"Guerra sem fim" de Joe Haldeman: a ficção científica utilizada como metáfora para a vergonhosa Guerra do Vietnã

Nota inicial: a presente resenha possui vários spoilers.

Livro “Guerra sem fim”, clássico da ficção científica escrito pelo estadunidense Joe Haldeman. A obra é influenciada diretamente pelo tema da Guerra do Vietnã, na qual o autor serviu como soldado, chegando a ser ferido.

A GUERRA DO VIETNÃ

A citada e conhecida Guerra do Vietnã foi um conflito armado ocorrido entre os anos de 1955 e 1975, constituindo o capítulo mais vergonhoso da Guerra Fria, quando Estados Unidos e União Soviética disputavam com sua influência cada canto do mundo. O Vietnã era dividido em duas nações: o Vietnã do Sul, apoiado pelos EUA, e o Vietnã do Norte, apoiado pela URSS. Os estadunidenses tiveram sua maior derrota bélica, perdendo mais de 50 mil soldados em combate. Os sobreviventes, ao retornarem, incapacitados fisicamente ou não, sofreram com o repúdio de uma sociedade que já não apoiava a empreitada no sudeste asiático, influenciada por revelações de crimes de guerra cometidos pelas tropas contra a população civil vietnamita. Durante o conflito, os EUA usaram bombas incendiárias (como a Napalm); realizaram a pulverização de armas químicas (como o agente laranja) que, nas décadas seguintes, provocou doenças e más-formações em crianças do Vietnã. Os mortos totais pela guerra estão na casa de milhões.

A GUERRA CONTRA OS TAUREANOS

Na trama do livro, conhecemos e acompanhamos William Mandella, soldado das tropas de defesa do planeta Terra. Em meados da década de 1990, ele é recrutado para servir na guerra contra os taureanos, raça alienígena com o qual os terráqueos entram em conflito. Para chegar até o local do conflito, as tropas do nosso planeta viajam através dos colapsares, um fenômeno espacial descoberto pelos humanos e que se assemelha bastante com o conceito popular de “buraco de minhoca”, popularizado por livros de físicos como Stephen Hawking, e que constituem ‘’túneis” que permitiriam ir de um ponto até outro do espaço sideral, dobrando o chamado espaço-tempo. Na obra de Haldeman, contudo, os colapsares provocam um efeito colateral que é a dilatação do tempo, fazendo com que o tempo transcorrido dentro das naves seja mais “lento” que o tempo “real” do universo. O resultado disso é que, quando Mandella retorna para casa após dois anos de campanha, quase trinta anos se passaram na Terra. E, quanto mais longe os humanos viajem para lutar com os taureanos, maior é a dilatação do tempo, fazendo com que os soldados fiquem décadas e, até mesmo, séculos distantes do nosso planeta.
========================================
■ **Instruções do exercício**
**A.** De acordo com a resenha, quanto tempo se passou na Terra quando Mandella voltou para casa após dois anos de campanha?
**B.** Liste todas as pessoas citadas pelo nome na resenha.

■ **Itens fornecidos**
========================================
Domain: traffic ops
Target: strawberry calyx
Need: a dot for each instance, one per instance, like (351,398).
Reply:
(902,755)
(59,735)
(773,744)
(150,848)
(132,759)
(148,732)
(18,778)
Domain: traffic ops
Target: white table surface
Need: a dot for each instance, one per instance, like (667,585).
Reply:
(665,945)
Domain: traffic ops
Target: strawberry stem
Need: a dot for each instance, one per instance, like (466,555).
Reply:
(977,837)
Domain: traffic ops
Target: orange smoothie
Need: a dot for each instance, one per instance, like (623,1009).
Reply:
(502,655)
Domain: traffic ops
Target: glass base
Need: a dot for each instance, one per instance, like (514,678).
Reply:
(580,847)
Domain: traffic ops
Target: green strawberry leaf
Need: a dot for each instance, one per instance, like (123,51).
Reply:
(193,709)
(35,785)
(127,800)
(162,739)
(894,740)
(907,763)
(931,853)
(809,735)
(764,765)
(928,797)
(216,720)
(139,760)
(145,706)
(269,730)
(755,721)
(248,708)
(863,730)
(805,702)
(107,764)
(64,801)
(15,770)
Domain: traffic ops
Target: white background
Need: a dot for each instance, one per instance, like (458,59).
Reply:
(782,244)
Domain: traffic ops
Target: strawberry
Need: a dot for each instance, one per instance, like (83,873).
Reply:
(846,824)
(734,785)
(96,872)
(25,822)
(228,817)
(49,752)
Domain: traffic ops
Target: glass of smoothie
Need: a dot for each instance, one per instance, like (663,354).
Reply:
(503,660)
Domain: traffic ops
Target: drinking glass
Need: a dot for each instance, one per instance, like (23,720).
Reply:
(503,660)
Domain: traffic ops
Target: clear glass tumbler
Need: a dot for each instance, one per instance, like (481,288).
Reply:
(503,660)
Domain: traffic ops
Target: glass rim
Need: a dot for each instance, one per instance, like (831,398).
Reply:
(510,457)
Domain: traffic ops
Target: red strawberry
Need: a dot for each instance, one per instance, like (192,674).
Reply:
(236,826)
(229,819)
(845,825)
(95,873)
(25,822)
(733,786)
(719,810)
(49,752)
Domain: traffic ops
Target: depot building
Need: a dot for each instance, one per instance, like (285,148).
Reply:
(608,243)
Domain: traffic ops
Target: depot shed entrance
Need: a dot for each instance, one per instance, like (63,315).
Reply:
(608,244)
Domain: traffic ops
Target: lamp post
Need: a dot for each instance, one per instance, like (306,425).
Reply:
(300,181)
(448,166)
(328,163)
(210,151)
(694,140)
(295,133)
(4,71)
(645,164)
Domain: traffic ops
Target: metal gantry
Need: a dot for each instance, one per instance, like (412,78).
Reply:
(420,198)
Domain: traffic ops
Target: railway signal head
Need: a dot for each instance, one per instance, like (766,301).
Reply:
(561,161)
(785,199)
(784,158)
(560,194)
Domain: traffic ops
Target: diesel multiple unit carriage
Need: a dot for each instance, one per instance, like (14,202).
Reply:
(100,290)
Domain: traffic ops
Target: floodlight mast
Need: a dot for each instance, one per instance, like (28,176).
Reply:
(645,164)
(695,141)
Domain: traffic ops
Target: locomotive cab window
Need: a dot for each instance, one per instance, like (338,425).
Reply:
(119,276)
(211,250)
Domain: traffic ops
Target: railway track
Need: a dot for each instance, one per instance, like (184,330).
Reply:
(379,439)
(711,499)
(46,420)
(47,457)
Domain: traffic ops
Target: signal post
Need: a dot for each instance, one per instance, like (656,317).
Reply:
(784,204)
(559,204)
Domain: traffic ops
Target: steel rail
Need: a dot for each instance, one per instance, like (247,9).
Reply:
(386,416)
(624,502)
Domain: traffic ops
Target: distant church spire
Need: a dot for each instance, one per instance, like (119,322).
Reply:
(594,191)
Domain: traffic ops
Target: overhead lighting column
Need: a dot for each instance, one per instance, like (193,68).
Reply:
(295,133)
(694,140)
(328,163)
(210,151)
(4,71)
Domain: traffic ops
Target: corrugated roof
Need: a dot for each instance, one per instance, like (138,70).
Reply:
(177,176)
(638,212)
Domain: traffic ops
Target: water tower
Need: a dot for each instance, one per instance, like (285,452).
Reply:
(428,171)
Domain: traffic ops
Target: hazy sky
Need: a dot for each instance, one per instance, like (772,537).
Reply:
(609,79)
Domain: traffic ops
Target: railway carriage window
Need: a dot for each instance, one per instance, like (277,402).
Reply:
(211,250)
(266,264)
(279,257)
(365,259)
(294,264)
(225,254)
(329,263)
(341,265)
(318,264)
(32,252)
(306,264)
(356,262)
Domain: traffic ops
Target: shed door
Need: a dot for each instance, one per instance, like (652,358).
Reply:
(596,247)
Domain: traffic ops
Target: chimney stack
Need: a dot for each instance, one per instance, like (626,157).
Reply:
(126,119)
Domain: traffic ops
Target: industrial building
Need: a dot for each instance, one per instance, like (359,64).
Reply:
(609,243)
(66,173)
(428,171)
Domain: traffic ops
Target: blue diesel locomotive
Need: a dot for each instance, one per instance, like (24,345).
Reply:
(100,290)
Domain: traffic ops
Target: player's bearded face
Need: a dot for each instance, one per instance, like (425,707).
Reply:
========================================
■ **Respostas do exercício**
**A.** Quase trinta anos.

**B.** Joe Haldeman, William Mandella, Stephen Hawking